##### SOURCE DOCUMENT #####
Here's a nice example that I think is easier to understand than the usual examples of Goodstein's theorem, Paris-Harrington, etc. Take a countably infinite paint box; this means that it has one color of paint for each positive integer; we can therefore call the colors $$C_1, C_2,$$ and so on. Take the set of real numbers, and imagine that each real number is painted with one of the colors of paint.

Now ask the question: Are there four real numbers $$a,b,c,d$$, all painted the same color, and not all zero, such that $$a+b=c+d?$$

It seems reasonable to imagine that the answer depends on how exactly the numbers have been colored. For example, if you were to color every real number with color $$C_1$$, then obviously there are $$a,b,c,d$$ satisfying the two desiderata. But one can at least entertain the possibility that if the real numbers were colored in a sufficiently complicated way, there would not be four numbers of the same color with $$a+b=c+d$$; perhaps a sufficiently clever painter could arrange that for any four numbers with $$a+b=c+d$$ there would always be at least one of a different color than the rest.

So now you can ask the question: Must such $$a,b,c,d$$ exist regardless of how cleverly the numbers are actually colored?

And the answer, proved by Erdős in 1943 is: yes, if and only if the continuum hypothesis is false, and is therefore independent of the usual foundational axioms for mathematics.

The result is mentioned in

Fox says that the result I described follows from a more general result of Erdős and Kakutani, that the continuum hypothesis is equivalent to there being a countable coloring of the reals such that each monochromatic subset is linearly independent over $$\Bbb Q$$, which is proved in:

A proof for the $$a+b=c+d$$ situation, originally proved by Erdős, is given in:

• @Andres I hope you like this answer better, although I feel that it falls foul of the same criticism you leveled at the other one: it has nothing at all to do with Gödel's theorems.
#####
Carry on writing the forum post about coloring the real numbers, starting right after its final sentence. The entries after this text come from a different source.
##### DATA EXTRACT #####
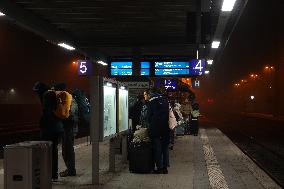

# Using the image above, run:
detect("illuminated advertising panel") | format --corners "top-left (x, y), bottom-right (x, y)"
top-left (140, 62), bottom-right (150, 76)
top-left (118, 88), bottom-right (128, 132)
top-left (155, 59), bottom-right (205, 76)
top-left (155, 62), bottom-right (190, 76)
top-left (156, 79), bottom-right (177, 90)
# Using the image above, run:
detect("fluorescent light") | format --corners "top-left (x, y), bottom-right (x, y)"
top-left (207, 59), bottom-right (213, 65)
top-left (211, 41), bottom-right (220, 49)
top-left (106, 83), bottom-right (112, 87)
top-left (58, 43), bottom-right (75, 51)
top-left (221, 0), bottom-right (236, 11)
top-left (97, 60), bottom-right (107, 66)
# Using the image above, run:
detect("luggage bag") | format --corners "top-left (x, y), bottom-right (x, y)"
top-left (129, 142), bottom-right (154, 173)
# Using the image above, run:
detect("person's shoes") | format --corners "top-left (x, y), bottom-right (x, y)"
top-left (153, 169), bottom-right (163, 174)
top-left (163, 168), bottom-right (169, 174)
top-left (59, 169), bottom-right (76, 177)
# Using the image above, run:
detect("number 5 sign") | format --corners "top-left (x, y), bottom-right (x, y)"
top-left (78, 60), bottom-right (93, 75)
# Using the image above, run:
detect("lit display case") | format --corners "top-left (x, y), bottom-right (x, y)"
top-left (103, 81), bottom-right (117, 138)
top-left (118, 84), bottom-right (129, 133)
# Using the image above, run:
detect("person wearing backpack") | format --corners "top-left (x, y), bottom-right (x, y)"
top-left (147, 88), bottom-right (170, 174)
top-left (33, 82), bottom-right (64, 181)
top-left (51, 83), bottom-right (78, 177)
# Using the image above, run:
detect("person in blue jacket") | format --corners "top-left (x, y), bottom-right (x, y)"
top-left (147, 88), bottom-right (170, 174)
#####
* **THE REPLY**
– MJD
Dec 5, 2014 at 2:35
• Wonderful. I really like this example. Although it seems like to really get this you have to understand some of the subtleties of Reals vs Integers and countable vs uncountable. That's probably straining the attention span of my audience (my family/friends) a bit. Dec 5, 2014 at 19:14
• Thanks all for consistently correct spelling Erdős and Gödel. Dec 6, 2014 at 12:28
• ^ It takes one person to start a good thing. The rest copy and paste. Dec 6, 2014 at 18:55
• I assume you mean "four distinct real numbers". Nov 23, 2016 at 13:47

Any statement which is not logically valid (read: always true) is unprovable. The statement $\exists x\exists y(x>y)$ is not provable from the theory of linear orders, since it is false in the singleton order. On the other hand, it is not disprovable since any other order type would satisfy it.

The statement $\exists x(x^2-2=0)$ is not provable from the axioms of the field, since $\Bbb Q$ thinks this is false, and $\Bbb C$ thinks it is true.

The statement "$G$ is an Abelian group" is not provable since given a group $G$ it can be Abelian and it could be non-Abelian.

The statement "$f\colon\Bbb{R\to R}$ is continuous/differentiable/continuously differentiable/smooth/analytic/a polynomial" and so on and so forth, are all unprovable, because just like that given an arbitrary function we don't know anything about it. Even if we know it is continuous we can't know if it is continuously differentiable, or smooth, or anything else. So these are all additional assumptions we have to make.

Of course, given a particular function, like $f(x)=e^x$ we can sit down and prove things about it, but the statement "$f$ is a continuous function" cannot be proved or disproved until further assumptions are added.

And that's the point that I am trying to make here. Every statement which cannot be always proved will be unprovable from some assumptions. But you ask for an intuitive statement, and that causes a problem.

The problem with "intuitive statement" is that the more you work in mathematics, the more your intuition is decomposed and reconstructed according to the topic you work with. The continuum hypothesis is perfectly intuitive and simple for me, it is true that understanding how it can be unprovable is difficult, but the statement itself is not very difficult once you cleared up the basic notions like cardinality and power sets.

Finally, let me just add that there are plenty of theories which are complete and consistent and we work with them. Some of them are even recursively enumerable. The incompleteness theorem gives us three conditions from which incompleteness follows, any two won't suffice. (1) Consistent, (2) Recursively enumerable, (3) Interprets arithmetics.

There are complete theories which satisfy the first two, and there are complete theories which are consistent and interpret arithmetics, and of course any inconsistent theory is complete.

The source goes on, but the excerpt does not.